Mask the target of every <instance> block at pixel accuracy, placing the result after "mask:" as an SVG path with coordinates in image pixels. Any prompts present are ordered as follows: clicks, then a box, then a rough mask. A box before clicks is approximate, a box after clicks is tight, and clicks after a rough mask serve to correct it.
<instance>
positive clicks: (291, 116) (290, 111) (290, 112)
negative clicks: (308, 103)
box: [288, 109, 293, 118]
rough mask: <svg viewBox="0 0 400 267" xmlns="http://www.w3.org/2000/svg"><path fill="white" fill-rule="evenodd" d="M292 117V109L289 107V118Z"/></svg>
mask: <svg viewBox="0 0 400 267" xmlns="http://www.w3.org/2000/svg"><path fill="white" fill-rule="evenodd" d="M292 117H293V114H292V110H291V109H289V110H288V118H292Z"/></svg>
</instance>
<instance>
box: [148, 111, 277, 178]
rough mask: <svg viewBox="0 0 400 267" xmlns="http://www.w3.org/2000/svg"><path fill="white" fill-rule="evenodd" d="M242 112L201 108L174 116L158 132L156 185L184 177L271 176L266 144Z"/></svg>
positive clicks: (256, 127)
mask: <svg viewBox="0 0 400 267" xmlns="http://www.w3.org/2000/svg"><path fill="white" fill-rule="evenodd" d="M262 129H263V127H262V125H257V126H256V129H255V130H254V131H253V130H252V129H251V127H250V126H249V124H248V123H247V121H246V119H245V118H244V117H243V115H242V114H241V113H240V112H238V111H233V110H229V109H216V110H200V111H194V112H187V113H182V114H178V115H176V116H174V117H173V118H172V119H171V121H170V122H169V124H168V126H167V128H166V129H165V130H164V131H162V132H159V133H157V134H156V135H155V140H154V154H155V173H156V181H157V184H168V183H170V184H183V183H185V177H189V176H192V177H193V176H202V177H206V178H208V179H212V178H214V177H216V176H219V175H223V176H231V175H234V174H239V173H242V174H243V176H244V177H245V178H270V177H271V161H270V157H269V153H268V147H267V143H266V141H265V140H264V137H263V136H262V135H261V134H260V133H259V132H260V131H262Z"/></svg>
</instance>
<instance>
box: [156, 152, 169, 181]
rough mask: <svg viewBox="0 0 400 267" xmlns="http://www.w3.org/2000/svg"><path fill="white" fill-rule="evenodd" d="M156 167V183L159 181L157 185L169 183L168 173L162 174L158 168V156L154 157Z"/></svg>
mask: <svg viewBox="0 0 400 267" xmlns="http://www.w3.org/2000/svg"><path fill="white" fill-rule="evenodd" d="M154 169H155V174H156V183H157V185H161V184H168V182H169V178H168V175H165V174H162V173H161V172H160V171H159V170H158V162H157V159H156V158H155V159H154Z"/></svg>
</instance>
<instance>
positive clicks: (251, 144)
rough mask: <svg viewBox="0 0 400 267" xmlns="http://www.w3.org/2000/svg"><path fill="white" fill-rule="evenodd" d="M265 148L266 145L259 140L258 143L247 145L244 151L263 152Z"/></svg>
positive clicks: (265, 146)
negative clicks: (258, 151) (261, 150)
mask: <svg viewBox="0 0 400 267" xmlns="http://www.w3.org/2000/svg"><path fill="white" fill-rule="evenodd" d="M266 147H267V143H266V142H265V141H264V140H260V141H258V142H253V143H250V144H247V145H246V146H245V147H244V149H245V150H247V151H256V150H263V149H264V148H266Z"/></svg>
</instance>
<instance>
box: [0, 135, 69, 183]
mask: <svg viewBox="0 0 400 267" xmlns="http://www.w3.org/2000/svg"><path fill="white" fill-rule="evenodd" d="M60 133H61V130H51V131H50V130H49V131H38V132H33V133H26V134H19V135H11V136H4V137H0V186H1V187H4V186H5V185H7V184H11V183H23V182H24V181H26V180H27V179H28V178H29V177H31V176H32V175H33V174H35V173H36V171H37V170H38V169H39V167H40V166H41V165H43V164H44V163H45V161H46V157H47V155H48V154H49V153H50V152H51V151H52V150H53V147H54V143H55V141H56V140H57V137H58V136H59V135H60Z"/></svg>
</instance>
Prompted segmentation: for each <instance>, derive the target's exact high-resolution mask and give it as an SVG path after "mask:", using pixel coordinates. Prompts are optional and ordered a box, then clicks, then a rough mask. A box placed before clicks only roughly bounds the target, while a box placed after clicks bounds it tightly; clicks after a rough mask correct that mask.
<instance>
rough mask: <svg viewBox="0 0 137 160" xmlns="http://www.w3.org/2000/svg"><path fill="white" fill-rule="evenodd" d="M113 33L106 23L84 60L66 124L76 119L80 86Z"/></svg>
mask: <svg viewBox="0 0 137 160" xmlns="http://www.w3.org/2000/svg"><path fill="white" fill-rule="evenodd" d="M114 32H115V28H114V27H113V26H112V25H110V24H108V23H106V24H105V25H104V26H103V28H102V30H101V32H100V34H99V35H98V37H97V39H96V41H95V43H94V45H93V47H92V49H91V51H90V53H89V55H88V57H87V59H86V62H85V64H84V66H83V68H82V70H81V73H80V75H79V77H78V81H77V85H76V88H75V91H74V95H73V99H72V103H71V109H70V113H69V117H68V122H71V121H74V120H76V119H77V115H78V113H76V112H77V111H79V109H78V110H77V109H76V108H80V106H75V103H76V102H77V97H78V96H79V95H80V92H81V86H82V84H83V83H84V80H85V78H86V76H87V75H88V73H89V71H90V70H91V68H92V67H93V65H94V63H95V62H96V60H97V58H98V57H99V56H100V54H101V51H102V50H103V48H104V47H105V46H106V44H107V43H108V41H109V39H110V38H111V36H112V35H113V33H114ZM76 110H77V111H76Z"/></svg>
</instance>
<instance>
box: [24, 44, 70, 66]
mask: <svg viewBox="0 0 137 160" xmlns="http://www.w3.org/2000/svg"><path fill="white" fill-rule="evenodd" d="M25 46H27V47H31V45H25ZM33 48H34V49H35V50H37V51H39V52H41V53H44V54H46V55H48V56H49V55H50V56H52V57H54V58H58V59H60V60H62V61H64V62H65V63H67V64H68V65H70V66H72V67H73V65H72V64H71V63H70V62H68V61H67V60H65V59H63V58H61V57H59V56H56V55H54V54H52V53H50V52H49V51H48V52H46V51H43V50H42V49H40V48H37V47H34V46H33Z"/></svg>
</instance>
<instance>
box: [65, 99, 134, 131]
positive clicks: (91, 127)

______

→ **Task statement**: Work through the entries, filtering for the string "ordered", and copy each line that holds it.

→ **Task answer**:
Mask the target of every <instance> block at pixel accuracy, placing the result after "mask:" as an SVG path with coordinates in image pixels. Any prompts present are ordered as follows: clicks, then a box, then a rough mask. A box before clicks is approximate, a box after clicks is tight, and clicks after a rough mask serve to correct it.
Prompted segmentation: for each <instance>, derive the target's exact high-resolution mask and give it as an SVG path after "mask:", using pixel coordinates. Prompts are optional and ordered a box, then clicks, then a rough mask. A box placed before clicks only roughly bounds the target, while a box placed after clicks bounds it tightly; clicks after a rough mask correct that mask.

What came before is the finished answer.